- [Region pointing data]:

========

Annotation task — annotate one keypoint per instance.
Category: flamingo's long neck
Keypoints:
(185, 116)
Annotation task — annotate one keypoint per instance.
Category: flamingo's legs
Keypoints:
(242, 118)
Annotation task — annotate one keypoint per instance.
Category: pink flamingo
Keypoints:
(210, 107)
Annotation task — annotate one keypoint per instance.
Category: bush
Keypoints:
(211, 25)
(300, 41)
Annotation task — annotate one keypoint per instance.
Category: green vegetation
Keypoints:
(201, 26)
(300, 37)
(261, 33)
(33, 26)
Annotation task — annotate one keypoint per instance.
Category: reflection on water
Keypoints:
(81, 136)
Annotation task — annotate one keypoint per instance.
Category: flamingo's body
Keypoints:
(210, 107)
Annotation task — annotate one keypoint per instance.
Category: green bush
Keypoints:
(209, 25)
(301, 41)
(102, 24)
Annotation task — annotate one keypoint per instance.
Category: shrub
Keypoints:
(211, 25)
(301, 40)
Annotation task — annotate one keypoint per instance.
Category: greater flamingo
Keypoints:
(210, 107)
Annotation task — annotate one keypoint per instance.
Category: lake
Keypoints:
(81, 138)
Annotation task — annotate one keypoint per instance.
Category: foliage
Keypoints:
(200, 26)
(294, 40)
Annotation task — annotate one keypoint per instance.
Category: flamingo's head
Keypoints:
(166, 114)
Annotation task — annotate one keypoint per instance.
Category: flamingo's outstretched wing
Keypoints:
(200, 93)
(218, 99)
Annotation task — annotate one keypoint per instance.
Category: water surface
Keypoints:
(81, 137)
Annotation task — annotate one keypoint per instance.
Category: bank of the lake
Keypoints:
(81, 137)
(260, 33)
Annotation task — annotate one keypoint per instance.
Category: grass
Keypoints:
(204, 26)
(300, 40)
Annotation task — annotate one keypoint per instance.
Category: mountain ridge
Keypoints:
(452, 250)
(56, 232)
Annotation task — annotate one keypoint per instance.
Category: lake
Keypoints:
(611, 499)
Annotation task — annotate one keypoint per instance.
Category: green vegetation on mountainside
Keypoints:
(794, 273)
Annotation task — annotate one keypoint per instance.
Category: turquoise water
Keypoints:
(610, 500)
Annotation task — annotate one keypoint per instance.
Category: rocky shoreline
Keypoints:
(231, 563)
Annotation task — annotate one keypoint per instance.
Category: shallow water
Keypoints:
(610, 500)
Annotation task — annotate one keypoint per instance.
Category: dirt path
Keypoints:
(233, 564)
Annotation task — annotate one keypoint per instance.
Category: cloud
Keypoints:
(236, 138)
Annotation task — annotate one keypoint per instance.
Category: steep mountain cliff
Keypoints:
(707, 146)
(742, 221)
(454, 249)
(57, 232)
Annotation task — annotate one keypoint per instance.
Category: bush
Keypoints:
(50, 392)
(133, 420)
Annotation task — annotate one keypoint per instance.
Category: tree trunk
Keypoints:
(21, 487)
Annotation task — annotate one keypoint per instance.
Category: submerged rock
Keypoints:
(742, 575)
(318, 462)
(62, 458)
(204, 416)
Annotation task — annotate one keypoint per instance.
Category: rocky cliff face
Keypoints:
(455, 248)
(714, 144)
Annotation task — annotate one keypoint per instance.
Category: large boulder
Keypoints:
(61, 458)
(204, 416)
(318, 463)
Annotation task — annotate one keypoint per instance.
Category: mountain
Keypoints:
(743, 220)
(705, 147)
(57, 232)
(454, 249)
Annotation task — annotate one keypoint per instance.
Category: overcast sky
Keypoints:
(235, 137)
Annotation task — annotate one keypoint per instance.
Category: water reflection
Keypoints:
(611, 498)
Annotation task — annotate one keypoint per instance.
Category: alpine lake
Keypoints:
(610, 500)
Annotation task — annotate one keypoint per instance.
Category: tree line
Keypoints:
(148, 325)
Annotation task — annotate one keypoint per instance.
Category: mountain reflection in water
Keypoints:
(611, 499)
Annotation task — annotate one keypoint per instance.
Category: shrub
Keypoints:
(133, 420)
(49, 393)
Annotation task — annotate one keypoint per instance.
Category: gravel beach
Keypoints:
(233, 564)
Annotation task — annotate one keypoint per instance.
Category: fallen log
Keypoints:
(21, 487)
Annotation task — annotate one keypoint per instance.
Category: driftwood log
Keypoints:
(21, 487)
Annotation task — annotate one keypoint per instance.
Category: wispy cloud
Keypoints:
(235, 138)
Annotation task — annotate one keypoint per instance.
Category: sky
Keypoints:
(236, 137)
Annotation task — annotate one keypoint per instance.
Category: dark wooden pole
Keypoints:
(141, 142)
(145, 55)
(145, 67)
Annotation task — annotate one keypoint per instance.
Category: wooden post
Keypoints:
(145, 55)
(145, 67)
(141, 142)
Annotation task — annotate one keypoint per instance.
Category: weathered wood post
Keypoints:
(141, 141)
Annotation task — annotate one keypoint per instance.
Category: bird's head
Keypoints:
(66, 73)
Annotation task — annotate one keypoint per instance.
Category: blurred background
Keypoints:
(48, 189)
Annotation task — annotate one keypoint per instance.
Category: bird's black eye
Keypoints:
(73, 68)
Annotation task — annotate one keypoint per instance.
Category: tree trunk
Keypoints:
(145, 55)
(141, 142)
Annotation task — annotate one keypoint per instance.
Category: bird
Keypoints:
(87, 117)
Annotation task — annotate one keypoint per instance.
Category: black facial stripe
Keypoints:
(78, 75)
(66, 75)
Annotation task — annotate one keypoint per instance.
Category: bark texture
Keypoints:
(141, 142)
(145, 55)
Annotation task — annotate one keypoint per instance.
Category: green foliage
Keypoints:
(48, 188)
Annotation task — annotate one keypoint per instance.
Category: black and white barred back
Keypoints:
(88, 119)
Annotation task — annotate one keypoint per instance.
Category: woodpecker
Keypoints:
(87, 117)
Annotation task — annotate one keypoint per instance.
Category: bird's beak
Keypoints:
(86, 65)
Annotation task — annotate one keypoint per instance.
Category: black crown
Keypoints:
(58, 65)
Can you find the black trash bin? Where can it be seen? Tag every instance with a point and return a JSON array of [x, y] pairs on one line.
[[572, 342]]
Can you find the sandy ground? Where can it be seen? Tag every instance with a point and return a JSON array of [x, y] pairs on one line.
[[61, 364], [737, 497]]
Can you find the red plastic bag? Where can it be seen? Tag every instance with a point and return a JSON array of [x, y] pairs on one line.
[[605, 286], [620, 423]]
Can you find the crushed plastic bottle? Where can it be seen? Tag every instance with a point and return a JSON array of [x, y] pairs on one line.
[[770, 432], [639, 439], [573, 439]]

========

Give back all of the entries above, unchanged in every word.

Annotation task — annotate one keypoint per instance.
Category: flamingo's long neck
Keypoints:
(185, 116)
Annotation task — annotate one keypoint per instance.
Category: flamingo's legs
Keypoints:
(242, 118)
Annotation task — annotate one keypoint per instance.
Category: pink flamingo
Keypoints:
(210, 107)
Annotation task — annotate one keypoint per instance.
Category: bush
Keypoints:
(211, 25)
(300, 41)
Annotation task — annotate one keypoint per instance.
Category: green vegetation
Keypoints:
(201, 26)
(300, 37)
(261, 33)
(33, 26)
Annotation task — annotate one keypoint per instance.
Category: reflection on water
Keypoints:
(81, 136)
Annotation task — annotate one keypoint per instance.
Category: flamingo's body
Keypoints:
(210, 107)
Annotation task — annotate one keypoint per instance.
Category: green bush
Keypoints:
(209, 25)
(301, 41)
(102, 24)
Annotation task — annotate one keypoint per instance.
Category: shrub
Keypoints:
(211, 25)
(301, 40)
Annotation task — annotate one keypoint per instance.
Category: greater flamingo
Keypoints:
(210, 107)
Annotation task — annotate one keypoint per instance.
Category: lake
Keypoints:
(81, 138)
Annotation task — annotate one keypoint per instance.
Category: foliage
Keypoints:
(200, 26)
(294, 40)
Annotation task — annotate one keypoint per instance.
Category: flamingo's head
Keypoints:
(166, 114)
Annotation task — annotate one keypoint per instance.
Category: flamingo's outstretched wing
Keypoints:
(200, 93)
(218, 99)
Annotation task — annotate one keypoint per instance.
Category: water surface
Keypoints:
(81, 137)
Annotation task — annotate one keypoint per instance.
Category: bank of the lake
Keypoints:
(81, 137)
(260, 33)
Annotation task — annotate one keypoint per instance.
Category: grass
Keypoints:
(204, 26)
(300, 40)
Annotation task — annotate one keypoint per instance.
Category: mountain ridge
Keypoints:
(452, 250)
(56, 232)
Annotation task — annotate one keypoint per instance.
Category: lake
Keypoints:
(611, 499)
Annotation task — annotate one keypoint per instance.
Category: green vegetation on mountainside
Keypoints:
(794, 273)
Annotation task — annotate one keypoint per instance.
Category: turquoise water
Keypoints:
(610, 500)
Annotation task — annotate one keypoint per instance.
Category: rocky shoreline
Keypoints:
(231, 563)
Annotation task — annotate one keypoint per instance.
Category: shallow water
Keypoints:
(610, 500)
Annotation task — annotate one keypoint per instance.
Category: dirt path
Keypoints:
(233, 564)
Annotation task — annotate one keypoint per instance.
Category: cloud
Keypoints:
(236, 138)
Annotation task — annotate one keypoint per instance.
Category: steep mountain cliff
Keypoints:
(707, 146)
(742, 221)
(454, 249)
(57, 232)
Annotation task — annotate one keypoint per instance.
Category: bush
Keypoints:
(50, 392)
(133, 420)
Annotation task — annotate one keypoint per instance.
Category: tree trunk
Keypoints:
(21, 487)
Annotation task — annotate one keypoint per instance.
Category: submerged rock
Keypoints:
(742, 575)
(318, 462)
(62, 458)
(204, 416)
Annotation task — annotate one keypoint per instance.
Category: rocky cliff face
Keypoints:
(455, 248)
(714, 144)
Annotation task — annotate one keypoint per instance.
Category: large boulder
Keypoints:
(61, 458)
(204, 416)
(318, 463)
Annotation task — annotate one keypoint per instance.
Category: mountain
Keypoints:
(743, 220)
(705, 147)
(57, 232)
(454, 249)
Annotation task — annotate one keypoint per instance.
Category: overcast sky
Keypoints:
(235, 137)
Annotation task — annotate one keypoint per instance.
Category: water reflection
Keypoints:
(611, 498)
Annotation task — annotate one keypoint per instance.
Category: alpine lake
Keypoints:
(610, 500)
Annotation task — annotate one keypoint per instance.
Category: tree line
Keypoints:
(148, 325)
Annotation task — annotate one keypoint per instance.
Category: mountain reflection in water
Keypoints:
(611, 499)
Annotation task — annotate one keypoint per instance.
Category: shrub
Keypoints:
(133, 420)
(49, 393)
Annotation task — annotate one keypoint per instance.
Category: gravel beach
Keypoints:
(233, 564)
Annotation task — annotate one keypoint per instance.
Category: fallen log
Keypoints:
(21, 487)
Annotation task — annotate one keypoint per instance.
Category: driftwood log
Keypoints:
(21, 487)
Annotation task — annotate one keypoint per instance.
Category: wispy cloud
Keypoints:
(235, 138)
Annotation task — annotate one keypoint per instance.
Category: sky
Keypoints:
(236, 137)
Annotation task — annotate one keypoint per instance.
Category: dark wooden pole
Keypoints:
(141, 142)
(145, 55)
(145, 67)
Annotation task — annotate one keypoint per instance.
Category: wooden post
Keypoints:
(145, 55)
(145, 67)
(141, 142)
Annotation task — annotate one keypoint per instance.
Category: weathered wood post
Keypoints:
(141, 141)
Annotation task — annotate one keypoint per instance.
Category: bird's head
Keypoints:
(66, 73)
Annotation task — annotate one keypoint per instance.
Category: blurred background
Keypoints:
(48, 189)
Annotation task — annotate one keypoint per instance.
Category: bird's black eye
Keypoints:
(73, 68)
Annotation task — annotate one keypoint per instance.
Category: tree trunk
Keypoints:
(145, 55)
(141, 142)
Annotation task — annotate one keypoint per instance.
Category: bird
Keypoints:
(87, 117)
Annotation task — annotate one keypoint per instance.
Category: black facial stripe
Keypoints:
(78, 75)
(66, 75)
Annotation task — annotate one keypoint per instance.
Category: bark texture
Keypoints:
(141, 142)
(145, 55)
Annotation task — annotate one keypoint per instance.
Category: green foliage
Keypoints:
(48, 188)
Annotation task — annotate one keypoint per instance.
Category: black and white barred back
Keypoints:
(88, 119)
Annotation task — annotate one keypoint per instance.
Category: woodpecker
Keypoints:
(87, 117)
Annotation task — annotate one keypoint per instance.
Category: bird's beak
Keypoints:
(86, 65)
Annotation task — annotate one keypoint per instance.
Category: black crown
Keypoints:
(58, 65)
Can you find the black trash bin? Where can it be seen? Tag every instance with a point and return a JSON array of [x, y] pairs on one line.
[[572, 342]]
Can you find the sandy ground? Where can it be seen? Tag every instance with a point and return a JSON array of [x, y] pairs on one line.
[[61, 364], [737, 497]]
Can you find the red plastic bag? Where can it be seen? Tag every instance with a point and return a JSON array of [x, y] pairs on one line.
[[605, 286], [620, 423]]
Can you find the crushed plastic bottle? Where can it be seen? Tag every instance with a point and return a JSON array of [x, y] pairs on one line.
[[770, 432], [639, 439], [573, 439]]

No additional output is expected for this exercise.